• _Goal_
Extract the final stretch of the data: the line that contains "If you could tag each instance of the window" and every line after it, unaltered, and no other lines.

[Object location annotation data]

>>>

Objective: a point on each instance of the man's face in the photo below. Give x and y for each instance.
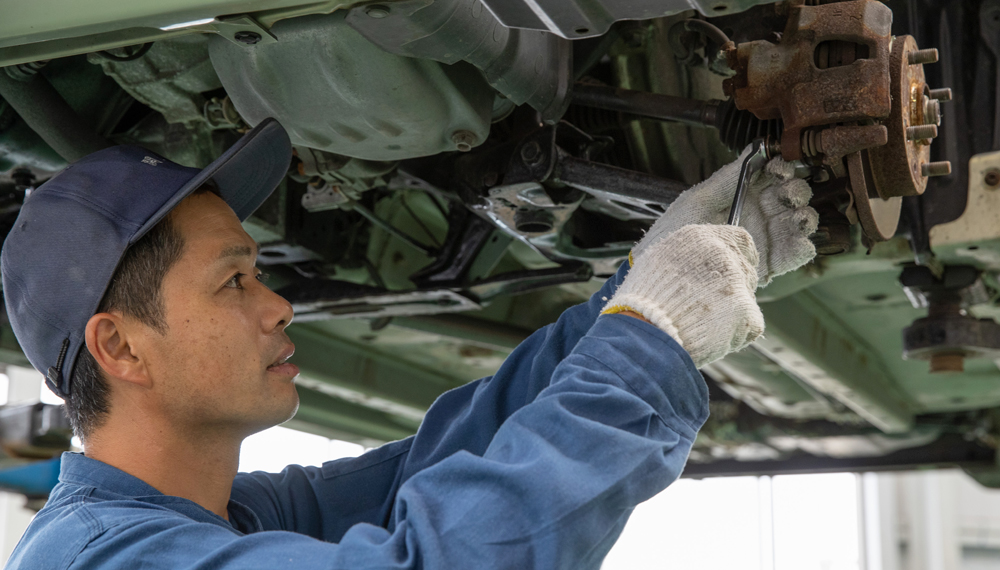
(215, 365)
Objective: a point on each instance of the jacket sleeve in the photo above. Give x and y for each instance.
(552, 489)
(463, 419)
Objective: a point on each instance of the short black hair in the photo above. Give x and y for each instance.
(134, 291)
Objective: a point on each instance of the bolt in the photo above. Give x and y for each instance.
(249, 38)
(943, 94)
(464, 140)
(377, 11)
(922, 56)
(935, 168)
(947, 362)
(920, 132)
(932, 112)
(531, 152)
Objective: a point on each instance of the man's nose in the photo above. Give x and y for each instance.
(279, 311)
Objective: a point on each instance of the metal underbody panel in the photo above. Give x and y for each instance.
(449, 196)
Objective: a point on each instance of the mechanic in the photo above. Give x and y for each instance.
(130, 282)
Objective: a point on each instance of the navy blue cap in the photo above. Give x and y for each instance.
(72, 231)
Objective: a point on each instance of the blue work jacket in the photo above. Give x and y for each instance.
(538, 466)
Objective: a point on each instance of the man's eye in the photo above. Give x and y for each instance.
(235, 281)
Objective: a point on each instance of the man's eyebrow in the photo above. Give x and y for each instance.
(240, 251)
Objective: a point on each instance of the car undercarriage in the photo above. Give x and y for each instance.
(465, 170)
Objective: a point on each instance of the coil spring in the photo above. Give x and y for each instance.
(738, 128)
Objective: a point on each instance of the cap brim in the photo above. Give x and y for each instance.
(245, 174)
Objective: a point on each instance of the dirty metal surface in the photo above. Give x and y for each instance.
(786, 81)
(879, 217)
(896, 165)
(981, 219)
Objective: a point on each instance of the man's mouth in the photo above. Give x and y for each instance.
(281, 364)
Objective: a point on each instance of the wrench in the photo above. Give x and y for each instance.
(754, 162)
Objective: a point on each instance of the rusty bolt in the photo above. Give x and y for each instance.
(249, 38)
(932, 112)
(947, 362)
(935, 168)
(920, 132)
(464, 140)
(943, 94)
(922, 56)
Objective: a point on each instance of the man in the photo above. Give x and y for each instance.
(130, 281)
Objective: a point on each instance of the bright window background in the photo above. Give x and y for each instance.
(273, 449)
(788, 522)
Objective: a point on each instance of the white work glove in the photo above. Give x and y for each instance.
(776, 212)
(697, 284)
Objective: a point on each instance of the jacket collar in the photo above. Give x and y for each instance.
(78, 470)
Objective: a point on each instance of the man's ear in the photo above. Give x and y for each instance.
(109, 341)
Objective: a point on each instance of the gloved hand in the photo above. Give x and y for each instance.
(776, 213)
(697, 285)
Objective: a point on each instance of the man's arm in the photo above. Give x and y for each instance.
(464, 419)
(551, 490)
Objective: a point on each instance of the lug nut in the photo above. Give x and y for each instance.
(943, 94)
(920, 132)
(932, 112)
(942, 168)
(922, 56)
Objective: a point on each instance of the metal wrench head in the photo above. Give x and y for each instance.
(754, 162)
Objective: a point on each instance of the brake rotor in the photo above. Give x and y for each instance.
(912, 123)
(879, 217)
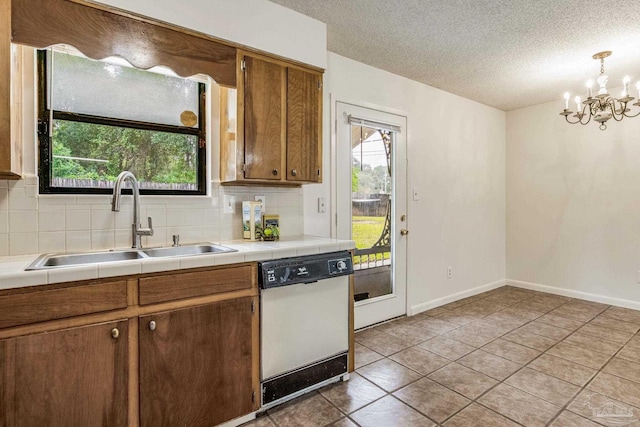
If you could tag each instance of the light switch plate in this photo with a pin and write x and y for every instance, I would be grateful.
(229, 204)
(322, 206)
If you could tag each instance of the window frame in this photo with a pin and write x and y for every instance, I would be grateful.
(45, 146)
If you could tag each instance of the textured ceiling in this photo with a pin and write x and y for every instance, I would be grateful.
(507, 54)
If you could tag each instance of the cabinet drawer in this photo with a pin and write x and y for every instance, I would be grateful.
(39, 306)
(157, 289)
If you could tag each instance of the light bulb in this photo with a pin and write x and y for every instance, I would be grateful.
(626, 81)
(602, 82)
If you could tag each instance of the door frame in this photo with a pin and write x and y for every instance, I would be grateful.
(334, 100)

<<<

• _Answer to the task_
If you could tag each instance of the window frame in this photo with a pin and write x and y for every instance, I would be grateful.
(45, 146)
If you could tag each instance of the textured ceiling in this photo with a pin and write x and y for every instance, I would be grateful.
(507, 54)
If you could tag each instance of the cabinet drawer in this photo with a pin and write x and y for every instance, I would be grateful.
(39, 306)
(157, 289)
If you could tag each instance of the light bulb in this photo with a pin and write x and y for every instance, I would be grateful.
(626, 81)
(602, 82)
If you could tag each instance of the door frame in this photo with a pin and write x and y for every instance, I would be grateful.
(334, 100)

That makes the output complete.